▶ _AIM OF THE EXERCISE_
Continue the mailing-list thread below on race conditions during transaction commit, picking up right after its last sentence.

▶ _QUOTED TEXT_
++++++

Thread

  1. Re: Race conditions, race conditions!

    Tatsuo Ishii <t-ishii@sra.co.jp> — 2005-05-08T02:31:49Z

    Are we going to put the fixes into 8.0.3 and so on? Or will it be
    included in 8.0.4?
    --
    Tatsuo Ishii
    
    > I promised an analysis of the problems Jan Wieck uncovered yesterday,
    > so here it is.
    > 
    > Jan had developed a testbed (which I hope he will post) that essentially
    > has a bunch of client threads all doing instances of the same
    > transaction in READ COMMITTED mode.  The intended database invariant is
    > that the number of rows in table t2 with a particular ID value is equal
    > to the "cnt" field of the single row in t1 with that ID value:
    > 
    > 	begin;
    > 	select cnt from t1 where id = K for update;
    > 	delete from t2 where id = K;
    > 	-- check returned rowcount to see that exactly CNT rows were deleted
    > 	insert into t2 values (K);  -- repeat this N times
    > 	update t1 set cnt = N where id = K;
    > 	commit;
    > 
    > K is randomly chosen for each execution from the known set of t1 keys,
    > and N is randomly chosen each time as a small positive integer.  This
    > should maintain the invariant, since at any time only one transaction
    > can be holding the SELECT FOR UPDATE lock on a particular t1 row.
    > 
    > The trick is to run this under astronomical load; 100 or so client
    > threads on a garden-variety PC is about right.
    > 
    > What Jan was seeing was that every so often, a client thread would
    > error out, reporting that its DELETE had deleted zero rows rather
    > than the expected number.  But subsequent examination showed the t2
    > rows as being there.
    > 
    > Investigation showed that the connected backend had properly acquired
    > FOR UPDATE lock on the t1 row, but the snapshot it was using for the
    > subsequent DELETE showed the inserter of the t1 row as still running.
    > This should be impossible, since the SELECT FOR UPDATE cannot lock an
    > uncommitted row, and in READ COMMITTED mode we certainly will take a
    > new snapshot for the DELETE.
    > 
    > However, there is a race condition here.  During transaction commit,
    > xact.c first marks the transaction committed in pg_clog, and then
    > clears its XID from PGPROC.  This means there is a narrow window
    > in which both TransactionIdDidCommit and TransactionIdIsInProgress
    > will return true.  (We cannot do it the other way around, because
    > if neither one is returning true, onlookers are entitled to assume
    > that the transaction has crashed.)  However, the tqual.c routines
    > will allow a row to be seen as committed as soon as
    > TransactionIdDidCommit(xmin) returns true.  So the scenario is:
    > 
    > 1. Backend A does RecordTransactionCommit to mark itself committed
    > in pg_clog, but then loses the CPU in the narrow window between
    > doing that and clearing its PGPROC entry.  Because of the ridiculous
    > load, it doesn't get control back for awhile.

++++++

▶ _PROVIDED MATERIAL_

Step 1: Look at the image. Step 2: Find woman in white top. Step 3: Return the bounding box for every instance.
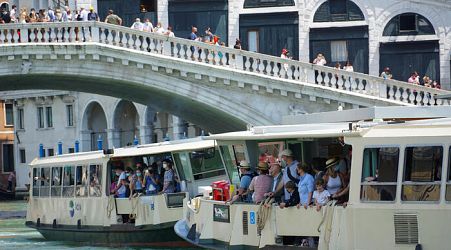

++++++

▶ _ANSWER TO THE TASK_
    > 
    > 2. Backend B comes along to run the test transaction for the same K
    > value.  It inspects the t1 row, concludes it's committed, marks the
    > row as locked FOR UPDATE, and returns the results to the client.
    > 
    > 3. The client now issues the DELETE command.  B takes a new snapshot,
    > but because A is still not cleared out of PGPROC, A's transaction
    > is shown as still running in the snapshot.
    > 
    > 4. Now the DELETE will delete no rows, because it doesn't consider the
    > t2 rows it should delete to be committed.
    > 
    > 
    > AFAICS this race condition has always been there; certainly at
    > least since Vadim put in MVCC, and it looks likely that the
    > original Berkeley code had a form of the problem.
    > 
    > The correct fix is that the tqual.c routines should check commit status
    > in the following way:
    > 
    > 	if (TransactionIdIsInProgress(xid))
    > 	   // still in progress, don't touch tuple
    > 	else if (TransactionIdDidCommit(xid))
    > 	   // committed, mark accordingly
    > 	else
    > 	   // must be aborted or crashed, mark accordingly
    > 
    > rather than what they have traditionally done:
    > 
    > 	if (TransactionIdDidCommit(xid))
    > 	   // committed, mark accordingly
    > 	else if (TransactionIdDidAbort(xid))
    > 	   // aborted, mark accordingly
    > 	else
    > 	   // assume still in progress, don't touch tuple
    > 
    > Vadim recognized that the former logic was necessary for VACUUM to use
    > in deciding if it could clean up dead tuples, but apparently he never
    > made the extrapolation that it should be used *everywhere* transaction
    > status is tested.
    > 
    > 
    > The other interesting thing we saw was an Assertion failure.  The
    > postmaster log showed
    > 
    > WARNING:  relation "t1" page 196 is uninitialized --- fixing
    > TRAP: FailedAssertion("!((((PageHeader) ((PageHeader) pageHeader))->pd_upper == 0))", File: "hio.c", Line: 263)
    > LOG:  server process (PID 11296) was terminated by signal 6
    > 
    > The WARNING could only have come from VACUUM.  (Jan's testbed does
    > launch a VACUUM every so often.)  The Assert failure is in
    > RelationGetBufferForTuple where it is adding a new page to a table.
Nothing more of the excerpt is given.